**Solicitação A:** Na reflexão sobre o fariseu e o publicano, por que não é nada elegante alguém se apresentar a Deus com as credenciais de “justo”? Responda com base no motivo que o próprio texto indica.
**Solicitação B:** Retome a reflexão sobre o fariseu e o publicano e escreva a continuação a partir da última frase apresentada, mantendo o mesmo tom.

**Texto fornecido:**
○ ○ ○

Manhã de Oração
27 de outubro de 2019

O farisaismo que nos envenena

 

“O fariseu, de pé, rezava assim em seu íntimo” (Lc 18,11)

 

Nesta parábola, mais uma vez Jesus contrapõe os dois extremos da sociedade judaica daquele tempo: o fariseu, expressão máxima da piedade e da moralidade, e o publicano, que por sua profissão, era a expressão máxima do pecador, distante dos ideais religiosos.

Ambos vão ao templo para orar, e, na oração, cada um deles revela sua vida e seus sentimentos.

De fato, é na oração que o ser humano exprime aquilo que é mais íntimo e mostra como ele se relaciona com os outros e com Deus.

Jesus nos apresenta o fariseu como protótipo da pessoa que se sente segura de si mesma, e que tem essa segurança porque cumpre minuciosamente com as observâncias religiosas. Em sua oração, ele não pede nada, mas informa a Deus sobre seu legalismo: na realidade não é Deus o centro da sua existência, mas seu eu. Ele dá graças por sua conduta perfeita e exemplar. Por considerar-se “justo”, apresenta a Deus uma lista de pessoas indesejáveis, censurando e condenando a todo mundo.

O risco do “farisaísmo” é subir o pedestal da “perfeição” e do “legalismo”, distanciando-se do amor e da misericórdia de Deus; com isso, cai no orgulho religioso e é incapaz de converter-se a Deus no seu íntimo.

Na sua oração, o fariseu se considera “justo” e pensa agradar a Deus com suas observâncias e práticas legais. Ocorre que não é nada elegante alguém se apresentar a Deus com as credenciais de “justo”, pois o fariseu se esquece que só Deus pode justificar o ser humano. A auto-glorificação impede sua humanização. Penetra no lugar sagrado sem que o sagrado penetre nele. Petrificou-se em seu legalismo.

Ele está cego e não vê que também é pecador, dependente da misericórdia de Deus.

Não reconhece sua realidade pobre e limitada e, em sua oração, está ausente o pedido de perdão.

Incapaz de olhar intimamente para si, cobre com um véu os próprios pecados, fazendo de conta que eles não existem. Incensurável, respeitador e cumpridor de todas as leis – porém cheio de si –, o fariseu voltou para casa com um pecado a mais.

○ ○ ○

**Dados fornecidos:**
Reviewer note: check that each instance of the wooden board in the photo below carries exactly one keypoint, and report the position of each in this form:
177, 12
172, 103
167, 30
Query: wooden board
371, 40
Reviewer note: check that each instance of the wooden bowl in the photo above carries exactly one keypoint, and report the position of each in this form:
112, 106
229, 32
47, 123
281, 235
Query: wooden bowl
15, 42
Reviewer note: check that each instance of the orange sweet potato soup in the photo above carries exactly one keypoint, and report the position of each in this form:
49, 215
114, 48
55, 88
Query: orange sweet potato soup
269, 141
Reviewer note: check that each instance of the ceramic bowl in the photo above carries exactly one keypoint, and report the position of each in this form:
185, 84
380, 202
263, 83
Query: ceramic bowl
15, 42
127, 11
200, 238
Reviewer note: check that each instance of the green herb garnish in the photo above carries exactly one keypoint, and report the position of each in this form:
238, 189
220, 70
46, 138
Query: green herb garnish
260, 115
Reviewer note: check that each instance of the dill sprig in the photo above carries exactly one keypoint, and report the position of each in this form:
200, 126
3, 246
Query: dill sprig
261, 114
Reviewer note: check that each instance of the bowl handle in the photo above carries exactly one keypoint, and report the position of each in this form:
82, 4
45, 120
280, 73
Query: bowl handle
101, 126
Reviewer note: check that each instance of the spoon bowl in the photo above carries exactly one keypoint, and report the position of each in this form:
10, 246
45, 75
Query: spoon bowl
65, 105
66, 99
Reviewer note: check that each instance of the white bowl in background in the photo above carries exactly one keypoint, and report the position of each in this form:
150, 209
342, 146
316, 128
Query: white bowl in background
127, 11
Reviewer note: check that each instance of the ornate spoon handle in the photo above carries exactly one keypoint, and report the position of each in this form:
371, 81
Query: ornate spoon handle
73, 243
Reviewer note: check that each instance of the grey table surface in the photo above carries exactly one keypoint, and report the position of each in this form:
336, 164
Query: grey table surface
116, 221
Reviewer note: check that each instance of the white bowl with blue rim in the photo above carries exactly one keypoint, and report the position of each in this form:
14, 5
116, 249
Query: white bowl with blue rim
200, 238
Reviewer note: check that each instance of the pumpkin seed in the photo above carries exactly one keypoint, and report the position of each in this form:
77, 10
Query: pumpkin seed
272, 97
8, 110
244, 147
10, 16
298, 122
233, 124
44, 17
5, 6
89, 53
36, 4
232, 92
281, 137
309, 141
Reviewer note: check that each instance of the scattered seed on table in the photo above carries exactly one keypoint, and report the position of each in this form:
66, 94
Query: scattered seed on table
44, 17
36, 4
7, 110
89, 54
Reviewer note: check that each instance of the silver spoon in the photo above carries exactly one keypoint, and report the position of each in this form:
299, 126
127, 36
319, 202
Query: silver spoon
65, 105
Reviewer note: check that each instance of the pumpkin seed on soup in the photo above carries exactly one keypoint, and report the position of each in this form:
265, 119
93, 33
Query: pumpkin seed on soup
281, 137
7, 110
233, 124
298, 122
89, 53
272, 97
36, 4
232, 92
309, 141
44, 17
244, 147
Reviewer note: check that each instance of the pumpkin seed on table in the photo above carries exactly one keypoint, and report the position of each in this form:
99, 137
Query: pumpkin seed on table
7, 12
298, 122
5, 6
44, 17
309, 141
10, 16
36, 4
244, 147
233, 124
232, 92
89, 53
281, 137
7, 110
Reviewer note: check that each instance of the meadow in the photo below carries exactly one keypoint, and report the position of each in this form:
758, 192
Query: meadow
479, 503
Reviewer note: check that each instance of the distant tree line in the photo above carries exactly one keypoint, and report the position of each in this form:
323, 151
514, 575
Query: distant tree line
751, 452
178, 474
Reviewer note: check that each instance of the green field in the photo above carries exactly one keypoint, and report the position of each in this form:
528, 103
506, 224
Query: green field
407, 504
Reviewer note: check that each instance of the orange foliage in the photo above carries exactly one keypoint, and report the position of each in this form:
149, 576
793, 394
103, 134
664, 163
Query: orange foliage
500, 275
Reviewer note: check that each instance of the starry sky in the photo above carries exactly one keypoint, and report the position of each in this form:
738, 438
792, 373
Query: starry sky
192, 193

○ ○ ○

**Resultado A:** Porque o fariseu se esquece de que só Deus pode justificar o ser humano. Ao se declarar “justo” diante de Deus, ele atribui a si mesmo algo que cabe somente a Deus.

**Resultado B:**
A consequência é vida dupla: a fachada externa perfeita que esconde um interior frio e insensível, resistente a perceber a própria fragilidade.

Na sua auto-suficiência e com sua oração um tanto blasfema, o fariseu está aí, de pé, para dar espetáculo, aguardando o aplauso da plateia.

Ele pensa que pode “ficar de pé” diante de Deus, que pode estabelecer o confronto sem problemas, como de igual para igual. O fariseu não suplica a Deus e nem tem necessidade de ouvi-Lo; já eliminou as distâncias com as suas palavras e se ilude de ter uma linha direta com o Altíssimo.

Na prática, a oração do fariseu significa submeter Deus a si mesmo, cobrando o prêmio pelas boas ações. Agradece porque é sem vícios, não porque se sinta amado por Deus.

Seu louvor e agradecimento é apenas um pretexto para louvar a si próprio, inflar o próprio ego; na sua oração Deus não tem o lugar que lhe é devido; a oração passa a ser um monólogo vazio e presunçoso de quem “celebra” seu “eu” e seus méritos diante de Deus.

E como fala só consigo mesmo, encontra-se só com seus méritos e suas pretensões. O seu monólogo é um palavreado vazio, exibicionismo enganoso de um “eu” que não tem outro “deus” além de si mesmo.

Ele tem méritos e nada deve a Deus; ao contrário, Deus é quem lhe deve: a enumeração de suas boas obras implica a pretensão de uma recompensa; ele acha que pode impressionar Deus com suas qualidades aparentes e seus sacrifícios e boas obras puramente formais, sem extirpar de seu coração o orgulho e o desprezo pelos outros.

Um outro aspecto importante aparece na parábola: como o fariseu se considera perfeito e não vê nenhuma falha em si mesmo, ele se acha diferente e melhor do que todos. “Ó Deus, dou-te graças porque não sou como o resto dos homens”.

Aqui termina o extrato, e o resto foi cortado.